-- WHAT YOU WILL DO --
Reformat the lines starting at the one containing "If there is any arcade" and ending at the one containing "129 0 194 259", both included, as a numbered list with blank lines omitted. Output only those lines.

-- RECORDS TO USE --
════════════════════

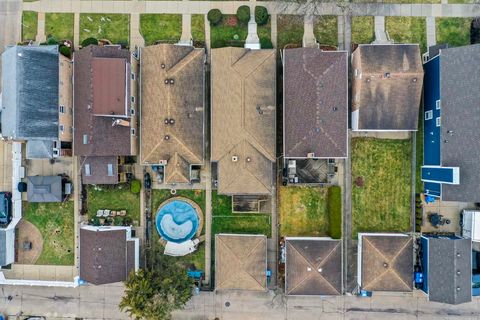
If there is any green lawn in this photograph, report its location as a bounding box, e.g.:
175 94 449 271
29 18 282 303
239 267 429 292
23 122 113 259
352 17 375 44
192 14 205 41
23 201 75 265
385 17 427 53
435 18 472 47
140 14 182 45
22 11 38 41
313 16 338 47
277 15 303 50
80 13 130 43
212 192 272 237
87 184 140 226
210 15 248 49
352 138 412 238
45 13 74 41
278 186 329 237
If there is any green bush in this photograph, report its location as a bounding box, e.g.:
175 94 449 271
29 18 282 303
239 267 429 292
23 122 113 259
327 186 342 239
255 6 268 26
260 38 273 49
82 38 98 48
130 180 142 194
237 6 250 23
212 39 227 48
58 46 72 58
207 9 222 26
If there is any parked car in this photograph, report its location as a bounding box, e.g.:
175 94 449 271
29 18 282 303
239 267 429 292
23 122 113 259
0 192 12 225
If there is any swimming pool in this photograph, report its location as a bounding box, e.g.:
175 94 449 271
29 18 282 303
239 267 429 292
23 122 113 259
155 198 200 243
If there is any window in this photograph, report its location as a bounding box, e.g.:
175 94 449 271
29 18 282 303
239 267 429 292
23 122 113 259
107 163 113 177
425 110 433 120
85 163 92 176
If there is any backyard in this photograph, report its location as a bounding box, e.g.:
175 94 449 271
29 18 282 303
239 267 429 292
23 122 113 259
212 191 272 237
23 201 75 266
140 14 182 45
313 16 338 47
80 13 130 44
152 189 205 270
22 11 38 41
87 184 140 226
352 138 412 238
385 17 427 53
45 13 73 41
436 18 472 47
352 17 375 44
277 15 303 50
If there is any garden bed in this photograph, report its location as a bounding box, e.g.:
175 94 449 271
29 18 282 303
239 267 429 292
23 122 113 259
23 201 75 266
351 138 412 238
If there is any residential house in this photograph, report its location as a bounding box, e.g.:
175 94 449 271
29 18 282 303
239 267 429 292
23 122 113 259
422 44 480 202
140 44 206 184
211 48 276 195
215 234 267 291
1 46 72 159
80 226 140 285
421 235 472 304
357 233 413 292
74 45 138 184
352 44 423 131
285 237 342 295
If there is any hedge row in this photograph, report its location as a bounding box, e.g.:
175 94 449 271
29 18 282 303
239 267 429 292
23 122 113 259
327 186 342 239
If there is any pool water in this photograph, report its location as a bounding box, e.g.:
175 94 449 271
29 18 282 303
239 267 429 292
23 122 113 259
156 200 199 243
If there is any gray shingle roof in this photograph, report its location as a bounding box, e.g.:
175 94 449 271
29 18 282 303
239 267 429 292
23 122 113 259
1 46 59 140
283 48 348 158
27 176 62 202
428 238 472 304
440 44 480 202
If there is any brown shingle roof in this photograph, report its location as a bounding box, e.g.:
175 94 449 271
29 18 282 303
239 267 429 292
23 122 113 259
211 48 276 194
283 48 348 158
80 228 135 285
140 44 205 183
74 46 133 156
215 234 267 291
92 58 130 116
285 238 342 295
352 44 423 130
359 235 413 291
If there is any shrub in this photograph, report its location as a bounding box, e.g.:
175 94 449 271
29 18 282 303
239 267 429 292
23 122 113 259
260 38 273 49
207 9 222 26
327 186 342 239
58 46 72 58
130 180 142 194
82 38 98 48
255 6 268 26
237 6 250 23
212 39 227 48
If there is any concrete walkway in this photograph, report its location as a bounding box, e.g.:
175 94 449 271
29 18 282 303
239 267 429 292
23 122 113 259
426 17 437 48
23 0 480 17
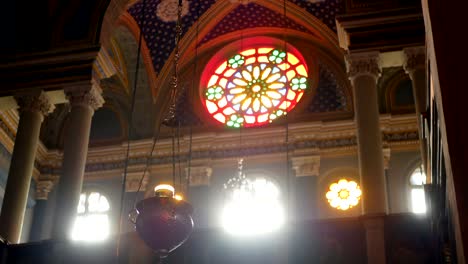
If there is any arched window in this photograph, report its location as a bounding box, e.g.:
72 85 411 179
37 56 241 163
221 177 285 236
72 191 110 241
201 45 309 127
410 167 426 214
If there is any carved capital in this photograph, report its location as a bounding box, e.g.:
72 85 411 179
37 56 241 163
345 52 382 80
185 166 213 186
382 148 391 170
292 156 320 177
65 81 104 110
36 180 54 200
125 173 149 192
15 92 55 116
403 47 426 75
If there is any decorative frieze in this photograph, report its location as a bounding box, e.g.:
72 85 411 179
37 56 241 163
345 52 382 80
403 47 426 75
36 180 54 200
15 92 55 115
291 156 320 177
185 166 213 186
65 81 104 110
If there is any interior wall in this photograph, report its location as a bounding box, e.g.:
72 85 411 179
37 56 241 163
387 151 421 214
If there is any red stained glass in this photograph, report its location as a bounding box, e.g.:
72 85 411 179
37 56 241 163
203 47 308 127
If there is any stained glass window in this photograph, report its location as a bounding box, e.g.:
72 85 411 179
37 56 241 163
72 192 110 241
203 47 308 128
325 179 362 211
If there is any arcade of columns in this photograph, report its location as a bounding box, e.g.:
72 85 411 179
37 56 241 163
0 47 427 263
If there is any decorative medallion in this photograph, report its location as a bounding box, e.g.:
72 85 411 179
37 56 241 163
202 47 308 128
326 179 362 211
156 0 190 22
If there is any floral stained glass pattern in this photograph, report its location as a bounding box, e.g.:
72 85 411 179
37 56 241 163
203 47 308 128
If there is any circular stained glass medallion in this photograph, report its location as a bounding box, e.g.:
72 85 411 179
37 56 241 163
203 47 308 128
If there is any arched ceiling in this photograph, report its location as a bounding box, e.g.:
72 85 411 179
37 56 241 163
128 0 344 73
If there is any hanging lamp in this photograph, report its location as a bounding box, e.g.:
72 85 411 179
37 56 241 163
129 0 194 259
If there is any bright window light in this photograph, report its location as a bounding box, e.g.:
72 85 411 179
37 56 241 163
222 178 285 236
410 168 426 214
71 192 110 242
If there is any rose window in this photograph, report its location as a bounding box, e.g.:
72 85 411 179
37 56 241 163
326 179 362 211
203 47 308 127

════════════════════

-- EXERCISE ANSWER --
1. If there is any arcade of columns in this photograph, report its location as a bounding box, e.g.:
2. 72 85 411 179
3. 37 56 241 163
4. 0 47 427 263
5. If there is any decorative medallion in this photograph, report its location as a bounding box, e.g.:
6. 72 85 411 179
7. 37 56 241 163
8. 202 47 308 128
9. 326 179 362 211
10. 156 0 190 22
11. If there is any floral stained glass pattern in this photograph, report its location as a bounding box, e.g.:
12. 72 85 411 179
13. 37 56 241 163
14. 203 47 308 128
15. If there is any circular stained glass medallion in this photograph, report its location as a bounding box, e.g.:
16. 72 85 411 179
17. 37 56 241 163
18. 203 47 308 128
19. If there is any arched ceiling in this photograph, report its location as a bounding box, e.g.:
20. 72 85 411 179
21. 37 56 241 163
22. 128 0 344 73
23. If there is any hanging lamp in this photograph, report its location as a bounding box, e.g.:
24. 72 85 411 179
25. 37 56 241 163
26. 129 0 194 259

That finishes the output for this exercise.